Natural language region descriptions:
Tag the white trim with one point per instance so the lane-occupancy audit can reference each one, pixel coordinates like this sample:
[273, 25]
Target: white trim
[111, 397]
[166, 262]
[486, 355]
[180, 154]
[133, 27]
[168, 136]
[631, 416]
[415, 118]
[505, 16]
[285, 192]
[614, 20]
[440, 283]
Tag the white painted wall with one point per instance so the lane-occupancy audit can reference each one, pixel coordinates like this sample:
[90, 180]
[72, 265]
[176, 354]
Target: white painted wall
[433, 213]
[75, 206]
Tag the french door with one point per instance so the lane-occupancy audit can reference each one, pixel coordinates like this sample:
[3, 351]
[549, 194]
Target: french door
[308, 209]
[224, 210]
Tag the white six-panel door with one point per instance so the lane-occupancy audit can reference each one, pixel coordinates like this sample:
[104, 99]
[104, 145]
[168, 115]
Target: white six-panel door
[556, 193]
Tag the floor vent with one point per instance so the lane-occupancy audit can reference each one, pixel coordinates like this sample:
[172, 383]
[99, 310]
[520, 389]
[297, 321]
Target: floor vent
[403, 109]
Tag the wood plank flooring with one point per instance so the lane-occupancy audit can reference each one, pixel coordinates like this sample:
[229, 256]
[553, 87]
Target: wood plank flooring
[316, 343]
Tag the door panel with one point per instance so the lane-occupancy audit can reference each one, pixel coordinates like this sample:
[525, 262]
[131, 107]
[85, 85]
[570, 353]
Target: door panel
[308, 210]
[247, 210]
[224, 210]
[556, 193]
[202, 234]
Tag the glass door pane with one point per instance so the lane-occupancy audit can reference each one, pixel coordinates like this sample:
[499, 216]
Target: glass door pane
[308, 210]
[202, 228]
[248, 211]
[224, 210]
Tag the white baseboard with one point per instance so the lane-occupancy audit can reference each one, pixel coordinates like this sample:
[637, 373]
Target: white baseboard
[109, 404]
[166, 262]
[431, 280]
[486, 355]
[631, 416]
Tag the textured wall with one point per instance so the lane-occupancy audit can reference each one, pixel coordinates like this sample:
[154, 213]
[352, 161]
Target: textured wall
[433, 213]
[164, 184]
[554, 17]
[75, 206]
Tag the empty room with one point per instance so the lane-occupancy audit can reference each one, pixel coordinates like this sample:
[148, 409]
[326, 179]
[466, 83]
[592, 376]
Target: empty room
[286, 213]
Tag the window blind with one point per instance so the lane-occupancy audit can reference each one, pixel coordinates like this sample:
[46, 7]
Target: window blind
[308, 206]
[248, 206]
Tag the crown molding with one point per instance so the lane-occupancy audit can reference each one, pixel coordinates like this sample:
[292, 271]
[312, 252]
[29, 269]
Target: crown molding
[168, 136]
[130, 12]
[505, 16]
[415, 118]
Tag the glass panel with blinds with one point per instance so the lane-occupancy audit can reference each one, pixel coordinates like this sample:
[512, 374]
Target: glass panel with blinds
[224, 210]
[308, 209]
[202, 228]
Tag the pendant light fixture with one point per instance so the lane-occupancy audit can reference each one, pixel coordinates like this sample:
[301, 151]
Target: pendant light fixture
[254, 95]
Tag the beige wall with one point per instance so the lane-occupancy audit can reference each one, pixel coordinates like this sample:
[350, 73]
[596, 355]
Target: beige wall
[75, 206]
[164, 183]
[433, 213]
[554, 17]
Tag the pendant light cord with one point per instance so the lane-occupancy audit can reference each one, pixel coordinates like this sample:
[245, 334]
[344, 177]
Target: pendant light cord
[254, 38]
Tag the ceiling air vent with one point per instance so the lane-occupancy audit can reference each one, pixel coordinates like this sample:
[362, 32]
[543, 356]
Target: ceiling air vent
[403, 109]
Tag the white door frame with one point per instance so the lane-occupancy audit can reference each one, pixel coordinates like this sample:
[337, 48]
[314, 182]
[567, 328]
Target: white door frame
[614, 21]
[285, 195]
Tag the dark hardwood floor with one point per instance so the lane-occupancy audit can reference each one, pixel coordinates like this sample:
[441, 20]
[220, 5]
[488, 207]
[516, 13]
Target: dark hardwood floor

§ **WORK INSTRUCTION**
Give the data back in full, exactly as written.

§ **ANSWER BOX**
Tag the white trim with one point per instance so the lane-occupancy audit can reference each one, pixel coordinates like this sample:
[273, 25]
Target: white trim
[111, 397]
[166, 262]
[486, 355]
[180, 154]
[133, 27]
[168, 136]
[631, 416]
[415, 118]
[505, 16]
[285, 192]
[614, 20]
[440, 283]
Tag the white painted wall with one point per instance so the lane-occupancy audit can reference each one, pixel coordinates like this sample:
[90, 180]
[72, 265]
[176, 354]
Target: white painted wall
[433, 213]
[75, 206]
Tag the french door with one point per instance so the lane-occupancy audit can reference each one, pixel coordinates like this sample:
[3, 351]
[549, 194]
Target: french door
[308, 209]
[224, 210]
Tag the white six-panel door with one point per instance so the lane-occupancy audit can reference each one, pixel coordinates like this sample:
[104, 99]
[104, 145]
[168, 115]
Target: white six-panel door
[556, 193]
Tag the floor vent with one point per instance so the lane-occupancy audit can reference each one, pixel coordinates like this sample:
[172, 383]
[99, 310]
[520, 389]
[297, 321]
Target: floor vent
[403, 109]
Tag the wood plank flooring with one point per instance so the lane-occupancy audit can reference each one, pixel coordinates like this sample:
[229, 256]
[553, 87]
Target: wood plank flooring
[316, 343]
Tag the door panel with one point per instance so the lane-occupancy audit can reference each one, pixel coordinates like this sample:
[525, 262]
[131, 107]
[85, 85]
[570, 353]
Target: door panel
[308, 210]
[247, 210]
[224, 210]
[556, 193]
[202, 234]
Tag the glass door pane with one point per instance so the lane-occupancy audit can reference each one, pixel coordinates like this sample:
[499, 216]
Target: glass door pane
[308, 210]
[202, 228]
[248, 211]
[224, 210]
Tag the white baseboard with one point per instance so the lane-occupancy audit can reference each one, pixel coordinates like this sample:
[637, 373]
Target: white baseboard
[109, 404]
[166, 262]
[431, 280]
[486, 355]
[631, 416]
Tag the textured wall with one point per instance so the lane-occupancy audit can reference each one, pixel coordinates like this sample:
[154, 213]
[352, 161]
Target: textured wall
[433, 213]
[164, 184]
[554, 17]
[75, 206]
Tag the empty room with one point per instance so the lane-occupancy audit can reference each one, pixel coordinates like this sample:
[148, 409]
[326, 179]
[466, 83]
[592, 376]
Target: empty room
[286, 213]
Tag the window blind with one point per instance so the lane-occupancy audit can reference each one, pixel coordinates like this sample:
[46, 7]
Target: window blind
[308, 206]
[248, 206]
Tag the crown molding with one point per instance so the lane-occupancy audit can reference each one, pixel coordinates like this sample:
[292, 271]
[312, 252]
[29, 269]
Target: crown molding
[168, 136]
[130, 12]
[505, 16]
[415, 118]
Tag the glass panel with blinds with one point per instance so the lane-occupancy audit can reference each one, pixel coordinates like this sample:
[512, 374]
Target: glass panel with blinds
[224, 210]
[308, 209]
[202, 228]
Tag the pendant light fixture with one point per instance so the lane-occupancy audit can reference each one, pixel coordinates like this sample:
[301, 151]
Target: pendant light fixture
[254, 95]
Tag the beige wall with one point per instance so the lane-occupancy audit can reference each one, pixel coordinates like this sample:
[350, 73]
[596, 355]
Target: beige wall
[75, 206]
[164, 183]
[433, 213]
[554, 17]
Tag the pendant light cord with one point per instance so the lane-occupancy audit can reference each one, pixel coordinates like this sample:
[245, 334]
[344, 177]
Target: pendant light cord
[254, 38]
Tag the ceiling air vent with one point per instance so the lane-occupancy audit can reference each one, pixel coordinates like this sample:
[362, 32]
[543, 356]
Target: ceiling air vent
[403, 109]
Tag the white door frame with one point per instance so the lane-occupancy audit can reference each one, pixel coordinates like this sample:
[337, 48]
[314, 182]
[567, 328]
Target: white door frame
[614, 21]
[285, 195]
Tag the dark hardwood floor with one point per instance so the lane-occupancy audit can reference each one, pixel coordinates like this sample:
[441, 20]
[220, 5]
[488, 207]
[516, 13]
Target: dark hardwood floor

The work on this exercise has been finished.